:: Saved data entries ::
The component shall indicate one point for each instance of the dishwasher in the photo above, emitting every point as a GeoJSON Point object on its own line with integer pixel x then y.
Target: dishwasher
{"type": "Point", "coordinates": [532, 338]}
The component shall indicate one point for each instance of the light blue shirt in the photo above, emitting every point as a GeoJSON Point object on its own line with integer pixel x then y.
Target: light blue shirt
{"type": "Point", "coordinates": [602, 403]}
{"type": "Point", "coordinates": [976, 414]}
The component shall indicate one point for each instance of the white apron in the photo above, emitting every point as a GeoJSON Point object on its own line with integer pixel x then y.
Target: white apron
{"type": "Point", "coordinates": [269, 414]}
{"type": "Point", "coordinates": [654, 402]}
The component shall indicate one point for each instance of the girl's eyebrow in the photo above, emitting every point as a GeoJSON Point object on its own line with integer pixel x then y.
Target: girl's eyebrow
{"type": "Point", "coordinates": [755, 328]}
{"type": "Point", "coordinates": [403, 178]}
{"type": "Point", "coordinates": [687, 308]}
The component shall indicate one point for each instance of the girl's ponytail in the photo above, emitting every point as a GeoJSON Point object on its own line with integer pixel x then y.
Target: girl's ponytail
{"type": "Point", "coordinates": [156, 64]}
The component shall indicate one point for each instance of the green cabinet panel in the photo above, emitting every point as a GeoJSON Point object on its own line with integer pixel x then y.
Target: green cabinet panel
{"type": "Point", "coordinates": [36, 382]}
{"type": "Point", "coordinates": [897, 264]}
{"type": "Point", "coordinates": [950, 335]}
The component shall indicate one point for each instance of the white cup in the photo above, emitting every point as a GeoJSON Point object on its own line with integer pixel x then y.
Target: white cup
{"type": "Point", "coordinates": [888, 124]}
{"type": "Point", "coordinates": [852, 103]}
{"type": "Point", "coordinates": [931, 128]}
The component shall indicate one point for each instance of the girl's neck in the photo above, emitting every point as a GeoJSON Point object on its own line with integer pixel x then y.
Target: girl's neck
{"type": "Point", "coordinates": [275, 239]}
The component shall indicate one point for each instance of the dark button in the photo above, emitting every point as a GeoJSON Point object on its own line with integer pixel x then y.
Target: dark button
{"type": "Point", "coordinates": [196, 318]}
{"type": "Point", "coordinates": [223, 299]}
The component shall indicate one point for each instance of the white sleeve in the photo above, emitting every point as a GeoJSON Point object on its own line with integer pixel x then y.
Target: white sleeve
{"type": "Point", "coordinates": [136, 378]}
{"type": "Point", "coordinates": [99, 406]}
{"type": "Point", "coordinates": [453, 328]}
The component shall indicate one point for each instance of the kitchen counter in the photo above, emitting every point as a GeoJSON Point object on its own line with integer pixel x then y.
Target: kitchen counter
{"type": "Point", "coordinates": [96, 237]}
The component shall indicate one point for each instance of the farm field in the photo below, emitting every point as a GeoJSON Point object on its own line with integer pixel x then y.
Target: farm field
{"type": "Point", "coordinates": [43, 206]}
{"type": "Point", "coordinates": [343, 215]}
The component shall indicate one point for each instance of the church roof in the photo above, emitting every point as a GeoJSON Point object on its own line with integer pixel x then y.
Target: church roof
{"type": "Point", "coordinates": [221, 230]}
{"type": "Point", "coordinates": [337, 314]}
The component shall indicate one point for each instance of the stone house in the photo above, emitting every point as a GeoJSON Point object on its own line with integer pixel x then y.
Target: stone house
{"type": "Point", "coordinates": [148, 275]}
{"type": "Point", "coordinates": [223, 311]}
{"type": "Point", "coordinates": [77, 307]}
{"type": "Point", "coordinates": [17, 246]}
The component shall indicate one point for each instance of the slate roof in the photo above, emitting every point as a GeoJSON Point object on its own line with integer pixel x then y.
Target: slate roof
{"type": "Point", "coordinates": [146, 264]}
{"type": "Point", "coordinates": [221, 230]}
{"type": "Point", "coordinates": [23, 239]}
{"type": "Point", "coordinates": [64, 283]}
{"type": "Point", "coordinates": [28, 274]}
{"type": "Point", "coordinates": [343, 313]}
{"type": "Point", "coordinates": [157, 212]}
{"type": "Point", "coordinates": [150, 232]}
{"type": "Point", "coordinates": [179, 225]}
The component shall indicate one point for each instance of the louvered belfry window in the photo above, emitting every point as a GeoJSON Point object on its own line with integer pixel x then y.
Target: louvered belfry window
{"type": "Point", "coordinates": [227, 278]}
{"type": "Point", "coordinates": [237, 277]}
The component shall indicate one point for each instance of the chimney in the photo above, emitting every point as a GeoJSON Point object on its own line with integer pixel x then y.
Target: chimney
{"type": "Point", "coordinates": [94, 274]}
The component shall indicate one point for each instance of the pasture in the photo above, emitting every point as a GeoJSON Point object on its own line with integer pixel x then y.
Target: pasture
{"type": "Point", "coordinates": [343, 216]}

:: SET TASK ::
The records above must be output exactly, in full.

:: OUTPUT FOR THIS TASK ::
The component shall indicate one point for each instance of the dishwasher in the photo above, emitting every point as a GeoJSON Point object on its own line with integer pixel x then y.
Target: dishwasher
{"type": "Point", "coordinates": [532, 338]}
The component shall indicate one point for each instance of the light blue shirt in the photo above, emitting every point as a GeoJSON Point object on its own line with integer pixel x then y.
Target: light blue shirt
{"type": "Point", "coordinates": [602, 403]}
{"type": "Point", "coordinates": [976, 414]}
The component shall indicate one point for each instance of the white apron in the photo above, emitting every point as a GeoJSON Point object on its own line with integer pixel x then y.
Target: white apron
{"type": "Point", "coordinates": [269, 414]}
{"type": "Point", "coordinates": [654, 402]}
The component shall indicate one point for each instance of the girl's eyebrow in the photo above, emitting every point as a GeoJSON Point object on its own line with integer pixel x then y.
Target: girl's eyebrow
{"type": "Point", "coordinates": [755, 328]}
{"type": "Point", "coordinates": [403, 178]}
{"type": "Point", "coordinates": [687, 308]}
The component shall indicate one point for each instance of the girl's ponytail in the photo above, emitting every point as a GeoJSON Point object on its own line with integer pixel x then y.
Target: girl's ponytail
{"type": "Point", "coordinates": [156, 64]}
The component shall indicate one point for each instance of the green cabinet panel in the photo above, emitting every point as a GeoJSON Point object on its own line with integer pixel x then y.
Target: green cabinet panel
{"type": "Point", "coordinates": [36, 382]}
{"type": "Point", "coordinates": [897, 264]}
{"type": "Point", "coordinates": [950, 335]}
The component shall indicate one point for each instance of the white cup in the photo above, emitting every point as a GeoJSON Point object on its own line with integer pixel x then y.
Target: white cup
{"type": "Point", "coordinates": [888, 124]}
{"type": "Point", "coordinates": [852, 103]}
{"type": "Point", "coordinates": [931, 128]}
The component shall indicate one point for each instance of the girl's neck in the photo above, emitting every point as a GeoJSON Point object on its own line with integer pixel x then y.
Target: girl's neck
{"type": "Point", "coordinates": [275, 239]}
The component shall indicate one point for each instance of the dark button in the photo above, emitting every point as a GeoJSON Point object on its own line with integer pixel x then y.
Target: dark button
{"type": "Point", "coordinates": [196, 318]}
{"type": "Point", "coordinates": [223, 299]}
The component shall indicate one point for each instance of the white sleeve in the photo above, emitting every point as a GeoJSON Point object on its own line with integer pixel x then y.
Target: white sleeve
{"type": "Point", "coordinates": [136, 378]}
{"type": "Point", "coordinates": [99, 406]}
{"type": "Point", "coordinates": [453, 328]}
The component shall indicate one point for each instance of the kitchen counter in the photo above, emitting every point as a GeoJSON Point object on its own line with integer pixel x then y.
Target: kitchen counter
{"type": "Point", "coordinates": [96, 237]}
The component shall indicate one point for each instance of the farm field in the photo below, emitting every point as a GeoJSON Point object on its own line with integer pixel x then y.
Target: farm field
{"type": "Point", "coordinates": [43, 206]}
{"type": "Point", "coordinates": [343, 215]}
The component shall indicate one point for each instance of the church roof in the photo above, emitting every point as a GeoJSON Point object on its own line with integer pixel x then y.
Target: church roof
{"type": "Point", "coordinates": [221, 230]}
{"type": "Point", "coordinates": [337, 314]}
The component shall indicate one point for each instance of the stone house in the photo above, emitting every point as a GeoJSON Point object on its own line with integer pixel x then y.
Target: stone house
{"type": "Point", "coordinates": [148, 275]}
{"type": "Point", "coordinates": [223, 311]}
{"type": "Point", "coordinates": [77, 307]}
{"type": "Point", "coordinates": [17, 246]}
The component shall indicate one point for each instance of the slate roof in the photo above, emitting every point as a GeoJSON Point object on its own line with integer pixel x then y.
Target: slate roof
{"type": "Point", "coordinates": [146, 264]}
{"type": "Point", "coordinates": [221, 230]}
{"type": "Point", "coordinates": [23, 239]}
{"type": "Point", "coordinates": [64, 283]}
{"type": "Point", "coordinates": [28, 274]}
{"type": "Point", "coordinates": [343, 313]}
{"type": "Point", "coordinates": [157, 212]}
{"type": "Point", "coordinates": [150, 232]}
{"type": "Point", "coordinates": [179, 225]}
The component shall indicate one point for each instance of the louvered belfry window in the photo above, emitting every point as a GeoJSON Point object on its own line with integer pixel x then y.
Target: louvered belfry window
{"type": "Point", "coordinates": [227, 278]}
{"type": "Point", "coordinates": [237, 277]}
The component shall indicate one point for each instance of the chimney in the photo above, emitting every point as a GeoJSON Point object on its own line with integer pixel x then y.
Target: chimney
{"type": "Point", "coordinates": [94, 274]}
The component shall indicate one point for each instance of the pasture in the photo above, emitting every point as a GeoJSON Point object on its own line with integer pixel x then y.
Target: pasture
{"type": "Point", "coordinates": [343, 216]}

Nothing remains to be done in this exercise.